PROBLEM TO SOLVE:
Duplicate verbatim every line from the start of the items through the line that holds "M 63 68 L 68", including that line.

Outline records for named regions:
• • • • • • •

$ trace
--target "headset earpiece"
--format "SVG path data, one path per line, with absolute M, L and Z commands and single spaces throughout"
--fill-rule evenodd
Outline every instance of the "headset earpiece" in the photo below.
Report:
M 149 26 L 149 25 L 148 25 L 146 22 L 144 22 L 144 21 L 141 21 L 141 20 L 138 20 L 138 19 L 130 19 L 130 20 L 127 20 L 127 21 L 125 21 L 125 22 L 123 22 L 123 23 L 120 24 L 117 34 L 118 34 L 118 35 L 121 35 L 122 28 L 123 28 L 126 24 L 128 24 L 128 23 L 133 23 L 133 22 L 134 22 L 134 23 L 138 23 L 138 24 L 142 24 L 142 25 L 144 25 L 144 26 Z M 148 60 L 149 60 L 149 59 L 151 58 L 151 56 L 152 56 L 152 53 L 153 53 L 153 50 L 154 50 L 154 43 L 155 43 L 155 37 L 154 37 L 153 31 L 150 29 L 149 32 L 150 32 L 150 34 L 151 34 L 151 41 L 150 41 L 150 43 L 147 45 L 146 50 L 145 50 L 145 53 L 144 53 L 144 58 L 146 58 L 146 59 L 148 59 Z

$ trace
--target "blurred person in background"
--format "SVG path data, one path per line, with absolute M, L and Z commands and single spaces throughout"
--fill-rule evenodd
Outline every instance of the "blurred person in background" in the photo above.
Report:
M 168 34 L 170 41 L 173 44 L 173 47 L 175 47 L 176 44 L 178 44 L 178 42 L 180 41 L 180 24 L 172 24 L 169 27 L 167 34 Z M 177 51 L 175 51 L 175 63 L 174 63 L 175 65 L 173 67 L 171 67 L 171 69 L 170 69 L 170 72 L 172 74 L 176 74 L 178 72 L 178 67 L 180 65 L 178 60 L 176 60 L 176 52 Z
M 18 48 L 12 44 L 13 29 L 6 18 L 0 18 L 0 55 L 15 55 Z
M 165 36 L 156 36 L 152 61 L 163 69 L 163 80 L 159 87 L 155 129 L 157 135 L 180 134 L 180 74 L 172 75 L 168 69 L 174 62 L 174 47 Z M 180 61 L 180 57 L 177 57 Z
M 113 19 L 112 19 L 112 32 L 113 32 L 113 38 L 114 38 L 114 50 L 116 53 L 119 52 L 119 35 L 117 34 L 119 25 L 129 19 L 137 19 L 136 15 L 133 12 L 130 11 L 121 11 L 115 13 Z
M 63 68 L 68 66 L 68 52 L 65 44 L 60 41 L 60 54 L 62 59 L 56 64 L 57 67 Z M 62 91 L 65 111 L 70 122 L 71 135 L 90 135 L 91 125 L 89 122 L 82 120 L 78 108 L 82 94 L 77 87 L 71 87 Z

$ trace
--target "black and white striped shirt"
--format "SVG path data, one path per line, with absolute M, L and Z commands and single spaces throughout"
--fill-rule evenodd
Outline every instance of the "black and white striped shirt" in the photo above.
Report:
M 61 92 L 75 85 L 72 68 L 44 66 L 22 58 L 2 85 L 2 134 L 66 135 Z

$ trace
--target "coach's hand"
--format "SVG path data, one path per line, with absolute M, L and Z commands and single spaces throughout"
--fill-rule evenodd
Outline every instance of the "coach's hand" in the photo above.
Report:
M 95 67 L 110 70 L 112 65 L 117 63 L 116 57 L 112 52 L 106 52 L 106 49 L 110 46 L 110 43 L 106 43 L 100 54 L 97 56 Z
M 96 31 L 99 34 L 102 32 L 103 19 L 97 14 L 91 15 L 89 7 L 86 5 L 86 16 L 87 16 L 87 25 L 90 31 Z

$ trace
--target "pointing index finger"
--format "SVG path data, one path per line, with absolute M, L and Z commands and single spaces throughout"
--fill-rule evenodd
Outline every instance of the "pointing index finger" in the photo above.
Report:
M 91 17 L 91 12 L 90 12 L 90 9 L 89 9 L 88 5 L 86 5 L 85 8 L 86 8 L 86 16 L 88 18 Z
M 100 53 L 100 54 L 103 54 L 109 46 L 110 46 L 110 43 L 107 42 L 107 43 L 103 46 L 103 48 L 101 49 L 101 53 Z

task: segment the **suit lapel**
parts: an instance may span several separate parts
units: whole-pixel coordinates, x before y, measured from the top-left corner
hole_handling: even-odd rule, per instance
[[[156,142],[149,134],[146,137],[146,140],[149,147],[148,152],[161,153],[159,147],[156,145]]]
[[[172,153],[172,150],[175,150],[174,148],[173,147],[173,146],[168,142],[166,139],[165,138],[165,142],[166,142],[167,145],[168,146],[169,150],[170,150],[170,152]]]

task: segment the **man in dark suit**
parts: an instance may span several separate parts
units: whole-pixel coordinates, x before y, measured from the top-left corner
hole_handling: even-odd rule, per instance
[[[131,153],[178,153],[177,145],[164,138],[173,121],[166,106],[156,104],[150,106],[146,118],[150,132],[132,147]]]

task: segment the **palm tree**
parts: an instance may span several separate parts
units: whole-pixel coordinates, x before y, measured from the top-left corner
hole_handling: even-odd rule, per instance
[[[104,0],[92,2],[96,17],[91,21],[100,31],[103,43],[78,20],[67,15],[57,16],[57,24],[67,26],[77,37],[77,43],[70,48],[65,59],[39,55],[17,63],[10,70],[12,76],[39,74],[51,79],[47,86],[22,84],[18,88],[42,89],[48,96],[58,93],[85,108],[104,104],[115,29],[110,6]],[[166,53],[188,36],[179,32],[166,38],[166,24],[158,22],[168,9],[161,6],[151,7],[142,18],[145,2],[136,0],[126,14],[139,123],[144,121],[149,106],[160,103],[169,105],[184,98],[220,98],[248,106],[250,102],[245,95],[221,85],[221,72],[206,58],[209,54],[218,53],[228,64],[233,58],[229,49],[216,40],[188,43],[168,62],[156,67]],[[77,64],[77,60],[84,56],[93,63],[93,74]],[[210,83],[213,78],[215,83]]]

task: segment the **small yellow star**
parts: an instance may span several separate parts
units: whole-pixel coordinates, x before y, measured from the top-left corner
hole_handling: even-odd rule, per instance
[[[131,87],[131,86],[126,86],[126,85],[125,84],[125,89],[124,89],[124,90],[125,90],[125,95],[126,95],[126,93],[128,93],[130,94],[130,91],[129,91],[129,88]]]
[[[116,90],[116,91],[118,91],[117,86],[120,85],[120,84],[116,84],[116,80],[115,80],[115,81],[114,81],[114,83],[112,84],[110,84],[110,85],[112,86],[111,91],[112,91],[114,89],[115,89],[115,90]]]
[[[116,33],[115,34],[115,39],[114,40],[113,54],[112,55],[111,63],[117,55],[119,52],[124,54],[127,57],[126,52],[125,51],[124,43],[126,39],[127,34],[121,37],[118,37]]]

• • • • • • •

FINAL RESULT:
$ trace
--target "headset earpiece"
--format "SVG path data, one path per line, with absolute M, L and Z commands and single spaces throughout"
--fill-rule evenodd
Outline every instance of the "headset earpiece" in the photo below.
Report:
M 149 26 L 149 25 L 148 25 L 146 22 L 144 22 L 144 21 L 141 21 L 141 20 L 138 20 L 138 19 L 130 19 L 130 20 L 127 20 L 127 21 L 125 21 L 125 22 L 123 22 L 123 23 L 120 24 L 117 34 L 118 34 L 118 35 L 121 35 L 122 28 L 123 28 L 126 24 L 128 24 L 128 23 L 133 23 L 133 22 L 134 22 L 134 23 L 138 23 L 138 24 L 142 24 L 142 25 L 144 25 L 144 26 Z M 148 60 L 149 60 L 149 59 L 151 58 L 151 56 L 152 56 L 152 53 L 153 53 L 153 50 L 154 50 L 154 43 L 155 43 L 155 37 L 154 37 L 153 31 L 150 29 L 149 32 L 150 32 L 150 34 L 151 34 L 151 41 L 150 41 L 150 43 L 147 45 L 146 50 L 145 50 L 145 53 L 144 53 L 144 58 L 146 58 L 146 59 L 148 59 Z

$ trace
--target "blurred person in background"
--format "SVG path data, one path per line, with absolute M, L and Z commands and single spaces throughout"
--fill-rule evenodd
Outline every instance of the "blurred person in background" in the photo above.
Report:
M 168 34 L 170 41 L 173 44 L 173 47 L 175 47 L 176 44 L 178 44 L 178 42 L 180 41 L 180 24 L 172 24 L 169 27 L 167 34 Z M 177 51 L 175 51 L 175 63 L 174 63 L 175 65 L 173 67 L 171 67 L 171 69 L 170 69 L 170 72 L 172 74 L 176 74 L 178 72 L 178 67 L 180 65 L 178 60 L 176 60 L 176 52 Z
M 18 48 L 12 44 L 13 29 L 6 18 L 0 18 L 0 55 L 15 55 Z
M 165 36 L 156 36 L 152 61 L 163 69 L 163 80 L 159 87 L 155 129 L 157 135 L 180 134 L 180 74 L 172 75 L 168 69 L 174 62 L 174 47 Z M 180 61 L 180 57 L 177 57 Z
M 113 19 L 112 19 L 112 32 L 113 32 L 113 38 L 114 38 L 114 50 L 116 53 L 119 52 L 119 35 L 117 34 L 119 25 L 129 19 L 137 19 L 136 15 L 133 12 L 130 11 L 121 11 L 115 13 Z
M 63 68 L 68 66 L 68 52 L 65 44 L 60 41 L 60 54 L 62 59 L 56 64 L 57 67 Z M 62 91 L 65 111 L 70 122 L 71 135 L 90 135 L 91 125 L 89 122 L 82 120 L 78 108 L 82 94 L 77 87 L 71 87 Z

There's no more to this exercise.